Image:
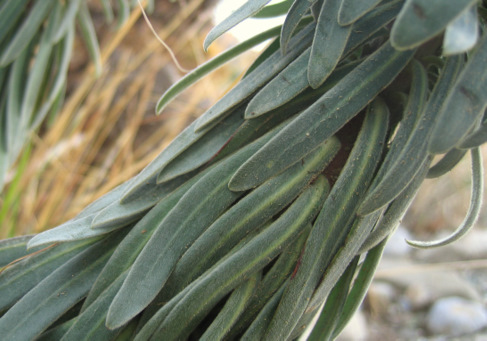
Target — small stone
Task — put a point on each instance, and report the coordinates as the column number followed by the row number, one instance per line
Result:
column 380, row 297
column 396, row 245
column 356, row 328
column 456, row 316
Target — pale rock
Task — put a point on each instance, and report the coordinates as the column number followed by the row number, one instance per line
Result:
column 422, row 287
column 356, row 329
column 456, row 316
column 396, row 245
column 471, row 246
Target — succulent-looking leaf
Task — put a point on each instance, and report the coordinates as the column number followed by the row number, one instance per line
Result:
column 56, row 293
column 360, row 286
column 462, row 33
column 296, row 13
column 332, row 310
column 248, row 9
column 324, row 118
column 263, row 73
column 328, row 45
column 446, row 164
column 253, row 256
column 193, row 214
column 212, row 65
column 420, row 20
column 332, row 224
column 464, row 105
column 414, row 153
column 351, row 11
column 274, row 10
column 473, row 210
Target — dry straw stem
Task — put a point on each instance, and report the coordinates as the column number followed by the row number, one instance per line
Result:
column 80, row 157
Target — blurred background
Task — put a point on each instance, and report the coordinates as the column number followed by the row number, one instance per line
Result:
column 107, row 131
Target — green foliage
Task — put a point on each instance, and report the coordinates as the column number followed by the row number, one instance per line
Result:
column 259, row 212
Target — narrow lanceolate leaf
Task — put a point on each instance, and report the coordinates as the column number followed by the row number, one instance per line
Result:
column 447, row 162
column 372, row 22
column 55, row 294
column 476, row 139
column 72, row 230
column 274, row 10
column 146, row 180
column 263, row 73
column 12, row 249
column 358, row 233
column 395, row 211
column 462, row 33
column 326, row 323
column 211, row 65
column 325, row 117
column 332, row 224
column 415, row 151
column 125, row 254
column 225, row 276
column 252, row 212
column 411, row 116
column 25, row 34
column 293, row 80
column 196, row 210
column 203, row 151
column 360, row 287
column 329, row 43
column 288, row 84
column 296, row 13
column 250, row 8
column 420, row 21
column 18, row 278
column 90, row 324
column 473, row 210
column 258, row 327
column 232, row 310
column 271, row 283
column 351, row 11
column 120, row 214
column 465, row 104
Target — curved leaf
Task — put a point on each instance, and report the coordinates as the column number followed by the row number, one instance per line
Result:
column 351, row 10
column 328, row 45
column 250, row 8
column 333, row 222
column 462, row 33
column 473, row 210
column 464, row 105
column 212, row 65
column 420, row 20
column 296, row 13
column 326, row 116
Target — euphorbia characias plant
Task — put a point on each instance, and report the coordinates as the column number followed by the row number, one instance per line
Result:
column 275, row 205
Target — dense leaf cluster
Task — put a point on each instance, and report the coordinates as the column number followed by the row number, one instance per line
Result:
column 278, row 201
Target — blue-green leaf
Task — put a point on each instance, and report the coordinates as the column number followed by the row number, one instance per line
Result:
column 248, row 9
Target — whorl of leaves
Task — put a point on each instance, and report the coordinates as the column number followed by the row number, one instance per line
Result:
column 257, row 215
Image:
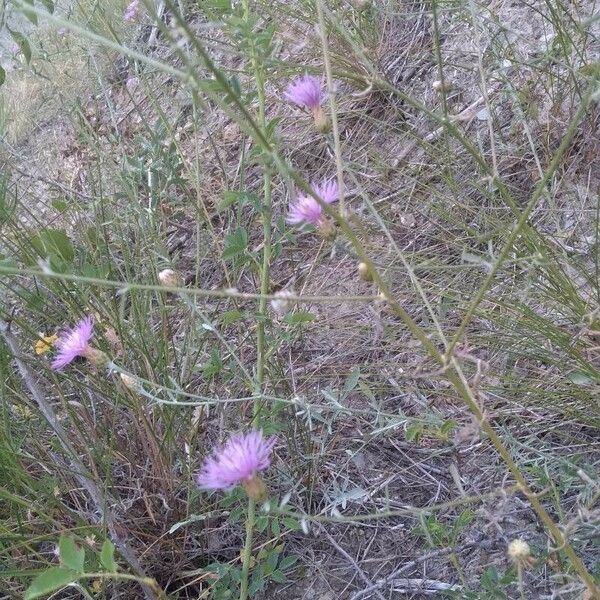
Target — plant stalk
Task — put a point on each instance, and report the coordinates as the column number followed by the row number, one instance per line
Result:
column 247, row 552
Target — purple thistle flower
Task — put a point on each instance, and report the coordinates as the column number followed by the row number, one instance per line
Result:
column 307, row 92
column 132, row 10
column 73, row 343
column 306, row 209
column 237, row 461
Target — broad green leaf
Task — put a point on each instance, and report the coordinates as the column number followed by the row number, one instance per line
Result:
column 71, row 555
column 107, row 556
column 49, row 581
column 288, row 562
column 292, row 523
column 235, row 243
column 278, row 577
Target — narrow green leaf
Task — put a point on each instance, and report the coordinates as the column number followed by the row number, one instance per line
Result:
column 22, row 42
column 49, row 581
column 29, row 13
column 107, row 556
column 71, row 555
column 352, row 380
column 235, row 243
column 49, row 4
column 300, row 316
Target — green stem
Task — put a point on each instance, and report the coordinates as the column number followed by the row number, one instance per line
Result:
column 266, row 219
column 247, row 553
column 332, row 104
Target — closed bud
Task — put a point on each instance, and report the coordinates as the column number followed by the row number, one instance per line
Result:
column 255, row 488
column 131, row 383
column 169, row 278
column 322, row 122
column 364, row 272
column 283, row 303
column 326, row 229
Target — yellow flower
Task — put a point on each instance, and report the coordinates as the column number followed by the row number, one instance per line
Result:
column 45, row 344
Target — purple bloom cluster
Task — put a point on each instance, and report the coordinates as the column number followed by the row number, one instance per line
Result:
column 237, row 461
column 73, row 343
column 306, row 210
column 306, row 92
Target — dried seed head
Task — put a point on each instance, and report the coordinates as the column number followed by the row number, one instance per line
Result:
column 169, row 278
column 441, row 86
column 519, row 553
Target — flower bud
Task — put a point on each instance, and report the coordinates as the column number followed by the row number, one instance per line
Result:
column 364, row 272
column 282, row 304
column 96, row 357
column 326, row 229
column 321, row 120
column 131, row 383
column 169, row 278
column 255, row 488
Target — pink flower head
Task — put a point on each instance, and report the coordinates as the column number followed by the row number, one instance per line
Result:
column 307, row 92
column 238, row 461
column 73, row 343
column 306, row 209
column 132, row 10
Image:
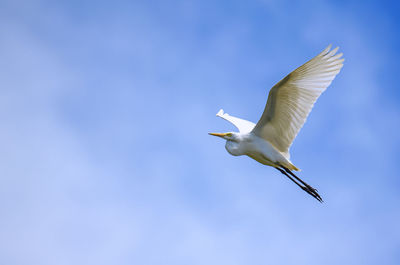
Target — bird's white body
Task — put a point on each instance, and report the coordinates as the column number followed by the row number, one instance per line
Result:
column 257, row 148
column 288, row 105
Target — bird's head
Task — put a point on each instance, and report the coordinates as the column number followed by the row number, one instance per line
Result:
column 227, row 136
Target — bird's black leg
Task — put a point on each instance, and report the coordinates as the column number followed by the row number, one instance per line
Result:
column 305, row 188
column 311, row 189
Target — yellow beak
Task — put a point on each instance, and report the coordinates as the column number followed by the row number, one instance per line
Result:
column 218, row 134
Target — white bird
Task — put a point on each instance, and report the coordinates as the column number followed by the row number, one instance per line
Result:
column 288, row 105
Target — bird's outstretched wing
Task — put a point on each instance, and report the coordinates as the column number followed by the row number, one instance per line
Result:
column 243, row 125
column 291, row 100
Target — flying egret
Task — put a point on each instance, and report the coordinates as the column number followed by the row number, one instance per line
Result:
column 288, row 105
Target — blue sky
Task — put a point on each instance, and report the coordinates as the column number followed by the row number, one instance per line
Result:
column 105, row 110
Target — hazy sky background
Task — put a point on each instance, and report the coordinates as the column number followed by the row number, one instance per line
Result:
column 105, row 108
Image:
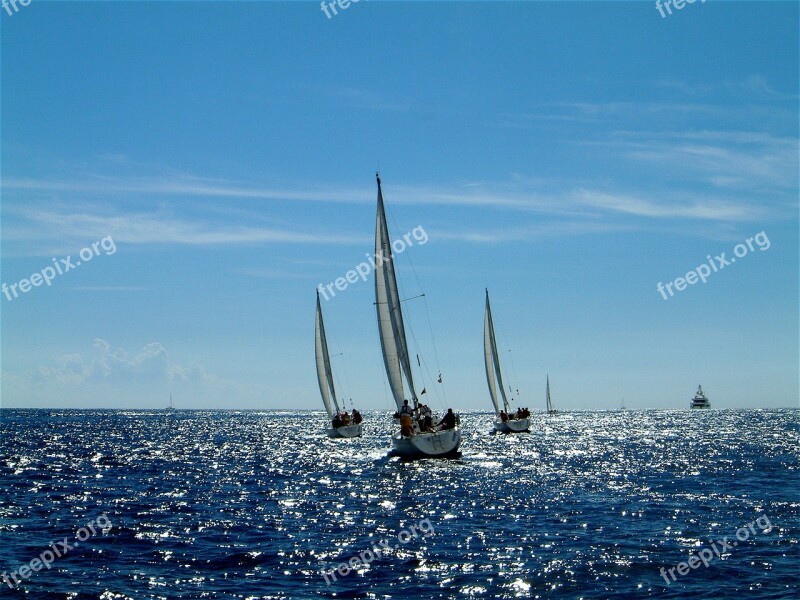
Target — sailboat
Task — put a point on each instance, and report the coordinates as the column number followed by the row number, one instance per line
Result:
column 550, row 409
column 700, row 400
column 417, row 444
column 338, row 427
column 505, row 422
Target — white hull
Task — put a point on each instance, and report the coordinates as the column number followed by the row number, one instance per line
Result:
column 346, row 431
column 422, row 445
column 512, row 425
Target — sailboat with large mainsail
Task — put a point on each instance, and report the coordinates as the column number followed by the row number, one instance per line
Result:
column 339, row 423
column 550, row 408
column 410, row 441
column 505, row 422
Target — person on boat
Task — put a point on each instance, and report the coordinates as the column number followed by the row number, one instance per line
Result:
column 448, row 421
column 406, row 426
column 425, row 419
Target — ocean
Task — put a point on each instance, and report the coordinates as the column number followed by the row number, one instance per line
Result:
column 258, row 504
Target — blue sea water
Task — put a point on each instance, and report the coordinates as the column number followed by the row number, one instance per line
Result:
column 259, row 504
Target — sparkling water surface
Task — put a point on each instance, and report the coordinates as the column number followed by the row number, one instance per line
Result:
column 252, row 504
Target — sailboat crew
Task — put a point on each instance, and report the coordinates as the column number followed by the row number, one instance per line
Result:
column 406, row 409
column 448, row 421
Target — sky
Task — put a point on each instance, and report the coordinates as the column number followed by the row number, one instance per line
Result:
column 568, row 156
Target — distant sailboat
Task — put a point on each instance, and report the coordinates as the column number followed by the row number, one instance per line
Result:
column 339, row 423
column 415, row 443
column 505, row 422
column 700, row 400
column 550, row 409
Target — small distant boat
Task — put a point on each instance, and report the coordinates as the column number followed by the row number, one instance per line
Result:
column 415, row 443
column 550, row 409
column 504, row 421
column 341, row 425
column 700, row 400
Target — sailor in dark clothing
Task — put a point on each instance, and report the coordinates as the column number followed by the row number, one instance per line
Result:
column 448, row 421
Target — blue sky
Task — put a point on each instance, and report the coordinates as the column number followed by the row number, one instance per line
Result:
column 569, row 156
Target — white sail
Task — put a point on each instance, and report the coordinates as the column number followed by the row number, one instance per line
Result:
column 492, row 360
column 324, row 373
column 390, row 317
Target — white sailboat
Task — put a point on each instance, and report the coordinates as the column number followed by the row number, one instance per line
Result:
column 337, row 428
column 700, row 400
column 504, row 421
column 417, row 444
column 550, row 409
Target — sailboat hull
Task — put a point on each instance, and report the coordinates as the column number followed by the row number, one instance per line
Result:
column 512, row 425
column 347, row 431
column 427, row 445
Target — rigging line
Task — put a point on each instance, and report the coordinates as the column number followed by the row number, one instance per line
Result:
column 407, row 323
column 435, row 353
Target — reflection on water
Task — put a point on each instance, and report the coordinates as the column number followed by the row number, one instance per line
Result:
column 257, row 504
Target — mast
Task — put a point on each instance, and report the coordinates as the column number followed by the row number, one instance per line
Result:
column 324, row 373
column 492, row 360
column 390, row 316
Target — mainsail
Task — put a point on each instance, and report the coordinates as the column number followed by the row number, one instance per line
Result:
column 492, row 360
column 390, row 317
column 324, row 373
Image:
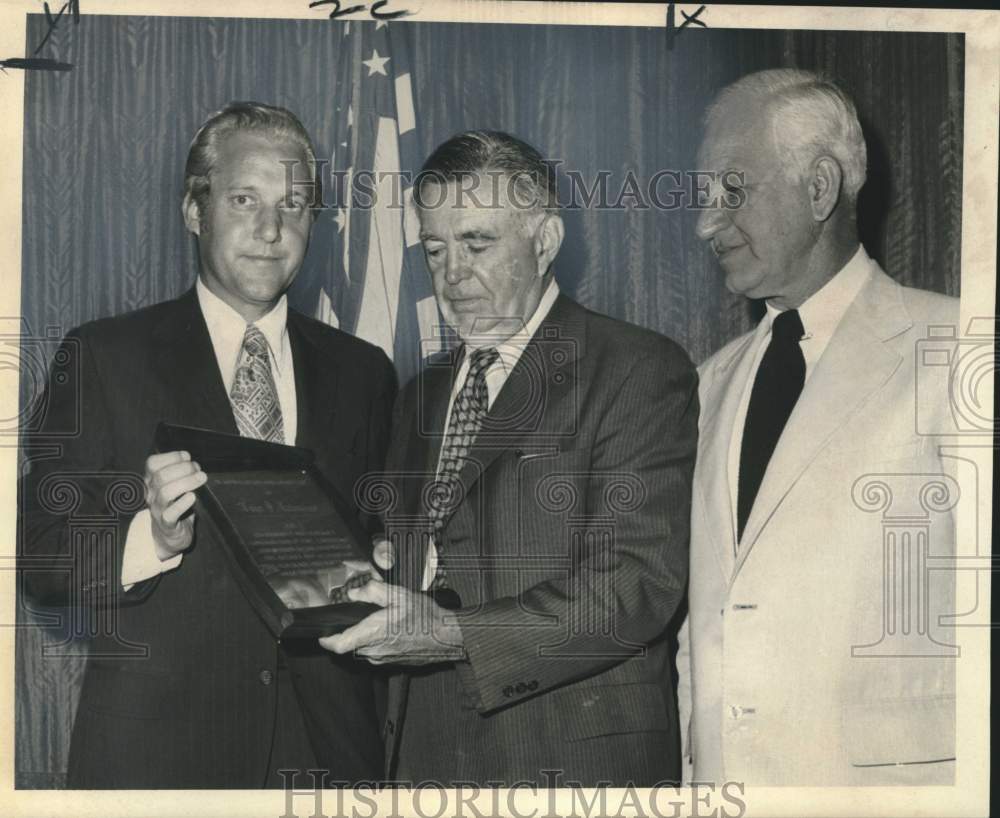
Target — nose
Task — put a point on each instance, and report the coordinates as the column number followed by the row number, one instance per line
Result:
column 711, row 220
column 455, row 267
column 268, row 225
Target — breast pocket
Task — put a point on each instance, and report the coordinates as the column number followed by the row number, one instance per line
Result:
column 583, row 712
column 900, row 731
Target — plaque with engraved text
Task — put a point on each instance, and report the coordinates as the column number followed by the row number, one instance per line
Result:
column 293, row 543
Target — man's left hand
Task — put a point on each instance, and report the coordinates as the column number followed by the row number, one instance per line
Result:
column 411, row 629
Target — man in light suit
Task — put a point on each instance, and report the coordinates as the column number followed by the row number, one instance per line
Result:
column 562, row 444
column 793, row 668
column 215, row 701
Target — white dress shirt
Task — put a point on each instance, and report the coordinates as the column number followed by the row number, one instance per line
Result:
column 510, row 351
column 226, row 328
column 821, row 314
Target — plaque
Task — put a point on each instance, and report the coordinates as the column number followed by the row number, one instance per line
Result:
column 292, row 542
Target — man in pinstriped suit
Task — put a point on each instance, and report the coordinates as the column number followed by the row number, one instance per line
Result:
column 549, row 462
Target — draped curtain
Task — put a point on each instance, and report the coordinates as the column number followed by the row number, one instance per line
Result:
column 104, row 149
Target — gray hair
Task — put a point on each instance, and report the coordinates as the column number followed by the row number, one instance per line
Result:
column 809, row 115
column 278, row 123
column 532, row 179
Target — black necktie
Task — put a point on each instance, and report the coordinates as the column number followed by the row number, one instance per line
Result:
column 777, row 386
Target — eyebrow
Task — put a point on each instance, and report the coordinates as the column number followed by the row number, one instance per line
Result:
column 467, row 235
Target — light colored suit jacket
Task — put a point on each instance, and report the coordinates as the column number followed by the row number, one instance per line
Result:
column 814, row 654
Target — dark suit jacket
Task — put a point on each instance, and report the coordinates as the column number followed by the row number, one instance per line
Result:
column 180, row 690
column 569, row 551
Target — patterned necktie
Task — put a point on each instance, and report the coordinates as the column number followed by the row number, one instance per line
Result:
column 467, row 412
column 776, row 388
column 253, row 396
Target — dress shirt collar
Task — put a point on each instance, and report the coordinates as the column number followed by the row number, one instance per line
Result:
column 822, row 311
column 227, row 328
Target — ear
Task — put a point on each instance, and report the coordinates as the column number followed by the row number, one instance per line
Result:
column 548, row 240
column 192, row 214
column 825, row 182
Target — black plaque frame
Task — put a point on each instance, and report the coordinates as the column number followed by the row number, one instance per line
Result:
column 220, row 452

• [Task]:
Reproduce the entries word for word, from the very start through the line containing "column 259, row 212", with both ends included. Leave the pictures out of your copy.

• [Result]:
Image:
Target — small stone
Task — put a point on each instance, and report the coordinates as the column number followed by the row number, one instance per line
Result:
column 380, row 297
column 396, row 245
column 356, row 328
column 456, row 316
Target — pale rock
Task — put a point on each instance, and report the coordinates as the column number followed by the row number, one instance per line
Result:
column 422, row 287
column 356, row 329
column 456, row 316
column 396, row 245
column 471, row 246
Target — succulent-looking leaf
Task — put a point on each instance, and report the coordinates as the column number followed by the row number, one instance per line
Result:
column 56, row 293
column 360, row 286
column 462, row 33
column 296, row 13
column 332, row 310
column 248, row 9
column 324, row 118
column 263, row 73
column 328, row 45
column 446, row 164
column 253, row 256
column 193, row 214
column 212, row 65
column 420, row 20
column 332, row 224
column 464, row 105
column 414, row 153
column 351, row 11
column 274, row 10
column 473, row 210
Target — dry straw stem
Task — put a point on each instance, and report the coordinates as the column number followed by the row number, one instance per line
Result:
column 80, row 157
Target — blurred background
Task — put a point on each instance, and report the coordinates as the column number followed by the row number, one instance per line
Result:
column 107, row 131
Target — green foliage
Task — put a point on each instance, and report the coordinates as the column number followed by the row number, one instance per line
Result:
column 259, row 212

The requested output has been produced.